■ **Written task**
Duplicate the items below word for word, from the very start of the items through the line containing "<point>260,48</point>". Omit the pictures from your copy.

Stored records:
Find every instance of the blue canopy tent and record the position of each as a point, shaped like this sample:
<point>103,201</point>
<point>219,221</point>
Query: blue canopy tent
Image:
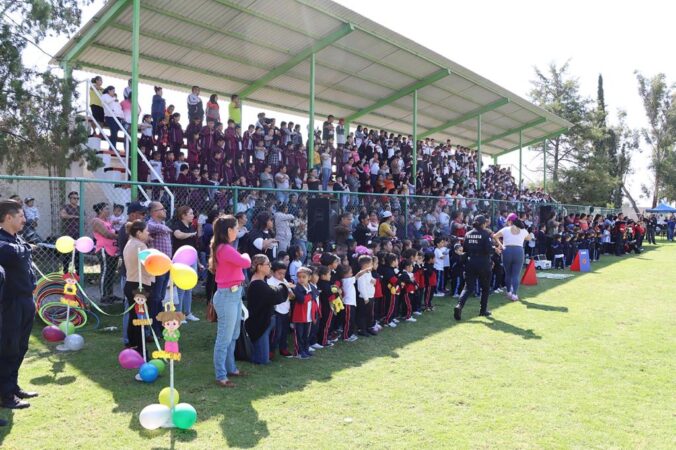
<point>662,208</point>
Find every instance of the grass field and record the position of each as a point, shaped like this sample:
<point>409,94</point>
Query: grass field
<point>589,362</point>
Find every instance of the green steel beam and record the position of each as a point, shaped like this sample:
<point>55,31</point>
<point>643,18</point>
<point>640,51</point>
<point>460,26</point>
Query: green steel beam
<point>135,52</point>
<point>465,117</point>
<point>538,140</point>
<point>536,122</point>
<point>262,44</point>
<point>443,73</point>
<point>88,37</point>
<point>341,32</point>
<point>311,124</point>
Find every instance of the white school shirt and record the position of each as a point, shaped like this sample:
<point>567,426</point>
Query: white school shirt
<point>366,288</point>
<point>284,307</point>
<point>439,255</point>
<point>349,292</point>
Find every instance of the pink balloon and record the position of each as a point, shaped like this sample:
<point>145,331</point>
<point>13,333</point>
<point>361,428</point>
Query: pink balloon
<point>130,359</point>
<point>85,244</point>
<point>185,255</point>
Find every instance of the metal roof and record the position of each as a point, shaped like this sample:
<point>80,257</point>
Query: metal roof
<point>260,48</point>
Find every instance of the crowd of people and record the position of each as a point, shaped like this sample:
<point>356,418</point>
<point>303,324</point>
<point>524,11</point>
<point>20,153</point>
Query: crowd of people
<point>214,151</point>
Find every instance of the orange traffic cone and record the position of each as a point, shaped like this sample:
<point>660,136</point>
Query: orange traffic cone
<point>529,278</point>
<point>575,267</point>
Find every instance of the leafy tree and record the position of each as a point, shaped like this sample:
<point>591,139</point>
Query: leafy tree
<point>660,107</point>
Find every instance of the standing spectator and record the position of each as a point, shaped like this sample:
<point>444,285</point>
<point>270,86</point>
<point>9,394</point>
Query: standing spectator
<point>227,265</point>
<point>16,304</point>
<point>160,235</point>
<point>70,222</point>
<point>235,110</point>
<point>183,233</point>
<point>106,250</point>
<point>158,106</point>
<point>261,301</point>
<point>195,107</point>
<point>213,109</point>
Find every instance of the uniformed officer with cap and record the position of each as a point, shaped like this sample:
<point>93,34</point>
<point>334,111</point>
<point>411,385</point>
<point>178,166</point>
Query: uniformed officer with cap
<point>478,248</point>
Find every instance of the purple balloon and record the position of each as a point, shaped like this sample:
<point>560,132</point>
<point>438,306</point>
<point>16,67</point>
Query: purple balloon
<point>130,359</point>
<point>185,255</point>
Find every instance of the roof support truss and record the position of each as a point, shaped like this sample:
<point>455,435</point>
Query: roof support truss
<point>436,76</point>
<point>465,117</point>
<point>341,32</point>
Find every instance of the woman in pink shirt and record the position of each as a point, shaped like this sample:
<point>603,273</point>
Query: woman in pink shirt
<point>106,249</point>
<point>227,265</point>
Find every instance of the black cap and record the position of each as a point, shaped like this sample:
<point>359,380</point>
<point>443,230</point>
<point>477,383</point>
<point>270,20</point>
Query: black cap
<point>136,207</point>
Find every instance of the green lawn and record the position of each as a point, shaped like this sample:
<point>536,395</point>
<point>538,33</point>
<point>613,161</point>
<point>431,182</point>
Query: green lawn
<point>588,362</point>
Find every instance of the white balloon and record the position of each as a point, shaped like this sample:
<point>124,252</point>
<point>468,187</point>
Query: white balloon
<point>74,342</point>
<point>154,416</point>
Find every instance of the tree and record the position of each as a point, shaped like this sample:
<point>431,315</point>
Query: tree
<point>556,91</point>
<point>660,108</point>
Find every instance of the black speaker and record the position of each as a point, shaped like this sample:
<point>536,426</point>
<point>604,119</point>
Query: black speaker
<point>318,217</point>
<point>545,212</point>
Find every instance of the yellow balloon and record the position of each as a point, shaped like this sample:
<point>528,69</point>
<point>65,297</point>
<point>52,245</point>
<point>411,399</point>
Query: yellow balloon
<point>164,397</point>
<point>183,276</point>
<point>65,244</point>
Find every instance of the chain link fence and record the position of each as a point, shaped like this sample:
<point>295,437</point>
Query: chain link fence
<point>66,206</point>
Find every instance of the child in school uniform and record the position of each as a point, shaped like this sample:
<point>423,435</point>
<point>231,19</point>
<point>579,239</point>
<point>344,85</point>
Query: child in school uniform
<point>366,288</point>
<point>430,277</point>
<point>302,313</point>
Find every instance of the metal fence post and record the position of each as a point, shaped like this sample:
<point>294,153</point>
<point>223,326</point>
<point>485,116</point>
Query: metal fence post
<point>80,260</point>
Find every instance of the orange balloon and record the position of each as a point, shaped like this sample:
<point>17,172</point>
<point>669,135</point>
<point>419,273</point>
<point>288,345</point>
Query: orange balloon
<point>157,264</point>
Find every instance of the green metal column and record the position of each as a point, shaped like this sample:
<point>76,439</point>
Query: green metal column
<point>478,147</point>
<point>415,137</point>
<point>133,147</point>
<point>520,158</point>
<point>544,168</point>
<point>311,125</point>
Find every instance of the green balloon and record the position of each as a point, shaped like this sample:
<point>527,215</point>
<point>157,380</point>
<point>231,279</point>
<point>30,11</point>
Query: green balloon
<point>159,364</point>
<point>184,416</point>
<point>67,327</point>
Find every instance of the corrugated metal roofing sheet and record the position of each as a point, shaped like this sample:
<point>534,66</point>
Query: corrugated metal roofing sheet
<point>226,45</point>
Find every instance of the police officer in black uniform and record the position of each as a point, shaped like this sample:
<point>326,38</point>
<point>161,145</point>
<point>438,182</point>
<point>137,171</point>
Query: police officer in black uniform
<point>16,303</point>
<point>478,248</point>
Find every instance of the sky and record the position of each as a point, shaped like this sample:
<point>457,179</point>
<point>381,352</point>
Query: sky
<point>504,41</point>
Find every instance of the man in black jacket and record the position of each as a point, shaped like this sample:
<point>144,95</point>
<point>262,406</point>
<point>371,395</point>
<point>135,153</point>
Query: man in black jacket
<point>18,310</point>
<point>478,248</point>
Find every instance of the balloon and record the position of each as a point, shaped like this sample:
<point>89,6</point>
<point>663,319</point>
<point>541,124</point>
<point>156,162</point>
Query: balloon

■ **Solution to this exercise**
Find every instance of the blue canopy tent and record the position of each as a point, shaped like this sample:
<point>103,201</point>
<point>219,221</point>
Query: blue canopy tent
Image:
<point>662,208</point>
Find every instance of the grass field and record the position of each as a point, shaped like this sample:
<point>409,94</point>
Query: grass field
<point>589,362</point>
Find every instance of the green steel beam and record the position of each as a point, shaped like this sample:
<point>55,31</point>
<point>643,18</point>
<point>640,51</point>
<point>460,26</point>
Query: green steel beam
<point>135,52</point>
<point>465,117</point>
<point>538,140</point>
<point>536,122</point>
<point>262,44</point>
<point>443,73</point>
<point>88,37</point>
<point>341,32</point>
<point>311,124</point>
Find every instance of the white school shirt and record the position of each as a point, shaped like this sample:
<point>567,426</point>
Query: white school shirt
<point>366,288</point>
<point>284,307</point>
<point>439,255</point>
<point>349,292</point>
Find every instance of the pink balloon and record the position of each as a point, shaped like this sample:
<point>145,331</point>
<point>13,333</point>
<point>361,428</point>
Query: pink balloon
<point>130,359</point>
<point>85,244</point>
<point>185,255</point>
Find every instance of the metal roof and record the position of each as a point, shaped like this sample:
<point>80,257</point>
Query: metal roof
<point>260,48</point>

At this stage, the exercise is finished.